▶ [Written instruction]:
Please write out all of the data below word for word, keeping every line unchanged.
[begin Records shown]
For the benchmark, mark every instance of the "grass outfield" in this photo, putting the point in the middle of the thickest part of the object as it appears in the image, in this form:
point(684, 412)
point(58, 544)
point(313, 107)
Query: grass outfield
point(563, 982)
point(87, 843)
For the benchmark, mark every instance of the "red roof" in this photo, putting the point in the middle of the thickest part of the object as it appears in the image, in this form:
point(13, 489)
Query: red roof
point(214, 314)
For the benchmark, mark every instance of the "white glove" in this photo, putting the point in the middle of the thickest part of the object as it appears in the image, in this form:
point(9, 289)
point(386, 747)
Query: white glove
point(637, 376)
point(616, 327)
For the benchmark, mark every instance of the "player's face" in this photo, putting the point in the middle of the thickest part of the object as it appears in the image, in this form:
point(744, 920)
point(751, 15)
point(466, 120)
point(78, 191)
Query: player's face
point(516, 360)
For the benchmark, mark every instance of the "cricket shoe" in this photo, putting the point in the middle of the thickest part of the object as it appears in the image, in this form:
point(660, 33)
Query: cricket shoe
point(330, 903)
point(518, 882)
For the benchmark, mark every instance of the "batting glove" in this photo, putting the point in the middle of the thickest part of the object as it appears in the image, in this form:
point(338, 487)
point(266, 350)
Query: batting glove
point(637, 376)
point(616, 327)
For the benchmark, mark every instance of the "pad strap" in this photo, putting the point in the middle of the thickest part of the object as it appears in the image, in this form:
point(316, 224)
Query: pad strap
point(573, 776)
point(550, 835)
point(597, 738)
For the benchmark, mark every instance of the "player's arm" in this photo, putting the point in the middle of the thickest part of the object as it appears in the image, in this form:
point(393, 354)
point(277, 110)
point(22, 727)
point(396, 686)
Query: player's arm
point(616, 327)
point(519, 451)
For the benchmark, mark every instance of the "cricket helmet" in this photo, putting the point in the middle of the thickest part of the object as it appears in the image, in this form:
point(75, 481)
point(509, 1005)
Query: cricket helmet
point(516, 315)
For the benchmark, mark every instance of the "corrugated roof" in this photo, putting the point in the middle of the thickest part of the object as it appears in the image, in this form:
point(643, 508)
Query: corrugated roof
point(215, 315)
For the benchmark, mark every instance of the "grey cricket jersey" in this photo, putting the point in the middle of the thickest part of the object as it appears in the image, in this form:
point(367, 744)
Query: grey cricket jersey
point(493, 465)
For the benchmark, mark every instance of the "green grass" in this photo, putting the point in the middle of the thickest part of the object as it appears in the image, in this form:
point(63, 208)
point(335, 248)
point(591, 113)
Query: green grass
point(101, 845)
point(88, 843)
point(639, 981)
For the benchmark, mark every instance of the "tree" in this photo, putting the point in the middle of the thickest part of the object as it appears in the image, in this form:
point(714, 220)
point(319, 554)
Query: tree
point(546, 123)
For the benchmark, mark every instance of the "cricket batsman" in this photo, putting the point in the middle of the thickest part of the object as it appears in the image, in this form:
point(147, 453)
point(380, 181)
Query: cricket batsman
[end Records shown]
▶ [Answer to the task]:
For the benchmark, mark every instance of the "grass outfield" in this photo, putting the point in the middle of the thickest part of the object as it appears in the image, in this form:
point(684, 412)
point(58, 544)
point(313, 107)
Query: grass outfield
point(563, 982)
point(87, 843)
For the benchmark, mark every instance of the "red roof" in this photo, putting the point in the middle of the thickest part of the object as it appears in the image, in this form:
point(13, 489)
Query: red roof
point(214, 314)
For the benchmark, mark every instance of the "white glove" in this photo, putting the point in the middle of the thickest part of the object as it appears in the image, in this form:
point(9, 289)
point(386, 747)
Query: white glove
point(637, 376)
point(616, 327)
For the benchmark, mark every instance of the "player's face" in this photo, putting the point in the middle of the thickest part of the object as it appears in the image, in this form:
point(744, 920)
point(751, 15)
point(466, 120)
point(78, 191)
Query: player's face
point(516, 360)
For the benchmark, mark every instance of the "cricket shoe" in this photo, putting the point in the middle of the thickest part of the object as it appears in the image, in this form:
point(660, 33)
Query: cricket shoe
point(330, 903)
point(518, 882)
For the benchmark, mark every instance of the "batting glove" in this photo, putting the point in the middle of the thickest part of the object as it appears in the image, in this form:
point(338, 487)
point(266, 350)
Query: batting glove
point(637, 376)
point(616, 327)
For the benchmark, mark every instance of the "pad strap" in this photo, putting the point in the middle of the thickest part of the object as it appears in the image, in this form:
point(316, 224)
Query: pad strap
point(573, 776)
point(550, 835)
point(597, 738)
For the benchmark, mark every instance of the "player's arm" in this photo, putting the point in the middle of the thickest part of the object as it appears in the image, in this form:
point(393, 354)
point(277, 110)
point(22, 727)
point(396, 686)
Query: player's arm
point(616, 327)
point(519, 451)
For the benchmark, mark every instance of the "cricket helmet" in this photo, putting the point in the middle of the thickest part of the object as it appears in the image, in this form:
point(75, 481)
point(509, 1005)
Query: cricket helmet
point(516, 315)
For the benchmark, mark every instance of the "corrugated roof" in this photo, putting the point in the middle of the thickest part of the object as it appears in the image, in this form:
point(643, 508)
Query: corrugated roof
point(215, 315)
For the benchmark, mark every instance of the "grey cricket jersey" in this photo, putting the point in the middle of the thickest part of the object as it appears in the image, in this form:
point(367, 744)
Query: grey cricket jersey
point(493, 465)
For the benchmark, mark every instance of the "green grass" in this photo, putting the point in the middle of the thickest part of the object as it appears in the image, in this form:
point(63, 208)
point(335, 248)
point(591, 113)
Query: green grass
point(101, 845)
point(88, 843)
point(639, 981)
For the benchmark, mark every instance of the "tree" in this photo, putting the point in the middle of the thickest part of the object as it appears in the image, in this form:
point(714, 220)
point(319, 554)
Query: tree
point(546, 123)
For the benchmark, mark every instance of the "cricket batsman" in this photo, putting the point in the middle of the thickest part of the object as it appears in the image, in this form:
point(147, 453)
point(380, 181)
Query: cricket batsman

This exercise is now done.